BRIEF 1:
On the course page, restate word for word the part from "SEEM 5380: Optimization" up to and including "(manchoso at se.cuhk.edu.hk)".
BRIEF 2:
Say whether each statement agrees with the course page, answering yes or no and quoting the deciding words exactly. (a) The course requires ENGG 5501 or an equivalent beforehand. (b) The final examination is taken in class. (c) A student who solves any one open problem gets an A for the course automatically.

EXTRACT PROVIDED:
SEEM 5380: Optimization Methods for High-Dimensional Statistics

2021-22 Second Term


Announcements


General Information

  • Instructor: Anthony Man-Cho So (manchoso at se.cuhk.edu.hk)
  • Office Hours: By appointment, in ERB 604 or online
  • Lecture Time/Location:
    • Tuesdays 9:30am - 11:15am, in KKB 101 online via ZOOM
    • Fridays 9:30am - 11:15am, in ERB 804 online via ZOOM
  • Online Q&A Forum: Follow this link.

Course Description

The prevalence of high-dimensional data has motivated active research on efficient methods for tackling optimization problems that arise in statistical analysis. In this course, we will give an introduction to this exciting area of research, with emphasis on the theory of structured regularizers for high-dimensional statistics and the design and analysis of statistically and computationally efficient optimization algorithms. Applications in various areas of science and engineering, such as machine learning, signal processing, and statistics, will also be discussed. Prerequisite: ENGG 5501 or equivalent.

Course Outline (subject to change)

Course Requirements

Homework sets (60%) and a take-home final examination (40%)

Open problems will be introduced throughout the semester. Students who solve any one of the open problems will automatically receive an A for the course.

General References

Schedule and Reading

  • Week 1 - Jan 11: Introduction Notes
                   Jan 14: Linear regression in the over-determined case: Estimation error and spectrum of random Gaussian matrix. Notes
    Reading:
    • The material for the lecture on Jan 14 is taken from Chapter 4 of Vershynin: High-Dimensional Probability: An Introduction with Applications in Data Science; read Sections 4.1, 4.2, 4.4.1 and 4.6. You can also refer to my lecture summary. The result in Section 4.6 applies to a more general family of random matrices than that covered in class.

STORED ROWS:
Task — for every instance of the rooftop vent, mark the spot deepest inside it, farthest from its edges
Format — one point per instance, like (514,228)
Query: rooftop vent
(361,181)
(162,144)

CORRECT ANSWER 1:
SEEM 5380: Optimization Methods for High-Dimensional Statistics

2021-22 Second Term


Announcements


General Information

  • Instructor: Anthony Man-Cho So (manchoso at se.cuhk.edu.hk)

CORRECT ANSWER 2:
(a) Yes: "Prerequisite: ENGG 5501 or equivalent."
(b) No: "a take-home final examination (40%)"
(c) Yes: "Students who solve any one of the open problems will automatically receive an A for the course."